* _Given text_:
In [1]:

    
from __future__ import print_function

import numpy as np
from scipy.integrate import odeint
import multiprocessing
import sys
import functools

Embarrassingly Parallel Programming in Python

What is parallel programming?

Most computers these days can do multiple things at once, using multiple cores. This is great, as it allows your computer to do multiple things simultaneously, without tying up your computer.

But sometimes, those extra cores in our computer are going to waste. You're waiting for your stellar model to converge, and it's taking forever, but only 1 of 4 cores is actually doing any work.

It'd be great to get some of those other cores to help out when it's needed. That won't be all the time, but for slow running code, there are ways you can easily cut runtime by half, with only minor modifications

What is "Embarrassingly Parallel" Programming?

Basically, when you have lots of independent processes. This is the simplest version of parallel programming, but it also offers the most speedup.

Good example: Given the astrometry of a nearby star, I want to integrate its motion backwards 10⁴ times, slightly varying its initial conditions each time. This will let me estimate how the uncertainty in its current position effects the uncertainty of how close it passed by the Sun.

Bad example: Given a comoving box, filled with N_bodies, where N_bodies=10⁹, and cosmological initial conditions, what would you expect the local cosmic web to look like at z=0.

* _Aim 1_: According to the text on parallel programming, which kind of parallel programming is the simplest and offers the most speedup?
* _Aim 2_: Write a continuation of the text on parallel programming, starting after its last sentence.
The records come from a separate source.

* _Data provided_:
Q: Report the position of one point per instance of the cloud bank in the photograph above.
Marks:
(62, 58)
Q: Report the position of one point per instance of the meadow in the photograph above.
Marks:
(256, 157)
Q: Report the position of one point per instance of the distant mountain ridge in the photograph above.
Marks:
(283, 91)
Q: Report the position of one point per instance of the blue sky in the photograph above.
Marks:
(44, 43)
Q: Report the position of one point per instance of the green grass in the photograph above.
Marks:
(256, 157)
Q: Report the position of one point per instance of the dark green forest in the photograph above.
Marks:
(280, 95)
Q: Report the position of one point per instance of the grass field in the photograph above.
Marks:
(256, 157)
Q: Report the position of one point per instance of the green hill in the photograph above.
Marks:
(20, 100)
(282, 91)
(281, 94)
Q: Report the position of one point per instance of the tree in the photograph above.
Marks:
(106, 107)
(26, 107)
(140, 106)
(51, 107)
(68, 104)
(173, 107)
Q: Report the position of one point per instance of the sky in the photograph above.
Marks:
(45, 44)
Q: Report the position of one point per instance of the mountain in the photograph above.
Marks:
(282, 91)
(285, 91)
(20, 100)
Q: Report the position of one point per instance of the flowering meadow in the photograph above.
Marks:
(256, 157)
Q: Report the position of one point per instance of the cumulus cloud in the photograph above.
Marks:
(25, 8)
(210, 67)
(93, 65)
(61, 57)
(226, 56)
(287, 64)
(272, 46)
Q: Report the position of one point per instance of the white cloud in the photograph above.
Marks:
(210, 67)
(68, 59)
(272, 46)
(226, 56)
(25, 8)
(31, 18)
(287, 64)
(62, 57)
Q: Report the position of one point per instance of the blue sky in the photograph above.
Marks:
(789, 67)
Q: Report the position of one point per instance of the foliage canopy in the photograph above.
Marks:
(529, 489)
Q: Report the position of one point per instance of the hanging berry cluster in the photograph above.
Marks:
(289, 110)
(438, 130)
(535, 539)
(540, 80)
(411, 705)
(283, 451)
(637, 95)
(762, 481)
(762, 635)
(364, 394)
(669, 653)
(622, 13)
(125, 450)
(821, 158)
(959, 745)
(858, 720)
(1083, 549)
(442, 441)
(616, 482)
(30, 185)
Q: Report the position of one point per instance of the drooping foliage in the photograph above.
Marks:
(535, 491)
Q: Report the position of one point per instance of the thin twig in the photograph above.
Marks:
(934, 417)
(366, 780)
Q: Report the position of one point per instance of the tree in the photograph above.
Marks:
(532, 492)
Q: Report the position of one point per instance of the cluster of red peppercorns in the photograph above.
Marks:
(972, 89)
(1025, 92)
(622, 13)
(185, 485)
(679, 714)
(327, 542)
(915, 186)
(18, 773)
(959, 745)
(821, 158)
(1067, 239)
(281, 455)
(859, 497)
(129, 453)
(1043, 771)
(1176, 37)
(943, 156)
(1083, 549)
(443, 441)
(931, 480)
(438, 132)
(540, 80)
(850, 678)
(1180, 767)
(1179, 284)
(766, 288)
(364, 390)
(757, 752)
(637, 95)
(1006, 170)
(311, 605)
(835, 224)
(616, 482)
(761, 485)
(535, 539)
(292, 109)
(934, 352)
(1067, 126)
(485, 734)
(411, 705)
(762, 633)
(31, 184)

* _Written reply 1_: Embarrassingly parallel programming, where there are many independent processes.

* _Written reply 2_:
The good example is good because it's independent. You know the 10⁴ initial conditions you want to test. The bad example is bad because it's so dependent. Each body depends on the location of every other body, and each time step depends on the previous timestep.

There are times when you'll need something more complicated, rather than "embarassingly easy," but even those tasks will often have steps that are "embarrasingly parallel," so this is a good place to start.

This talk is meant to:

introduce to parallel programming:
show when it can make your research go faster
show that it can be easy in python

This talk isn't meant to:

be an indepth discussion of the inner workings
be a guide on parallel computing on distributed clusters

Those topics are interesting, and could be important for your work, but I'm going to keep it simple for today. At the end I'll add some other readings I've found helpful.

Also, it should be noted that Python is an interpretted language, and behaves quite different than Fortan, C/C++, etc. Python has its own set of challenges, and the tools you use in compiled languages might not apply in Python.

Basic Concepts

Before we jump into multiprocessing, it'll be good to start with a bit of background.

The simplest time to incorporate paralle programming is within the map - filter - reduce model. It's neither perfect nor comprehensive, but it's a starting point.

Mapping is when you start with a set of inputs, apply a function to them to return a different set of outputs. In linear algebra, a matrix is something that maps an input vector to an output vector. (E.g. a rotation matrix can rotate [map] a vector along $\hat{x}$ to a vector along $\hat{y}$). For scalars, a function is what maps a scalar to a scalar. (E.g. cosmology calculators can map values of redshift, $z$ to luminosity distance, $D_L$.)

In Python a map is a function which can be applied to a large number of inputs element-wise. In this way it's not too different from a simple for loop, or a list comprehension.

A Python filter is then a function that allows you to filter out unwanted values. Maybe you want to remove observing data when there was bad data. Maybe you want to remove data for a certain type of object. A filter will take a list, and only return the values which pass your filtering function.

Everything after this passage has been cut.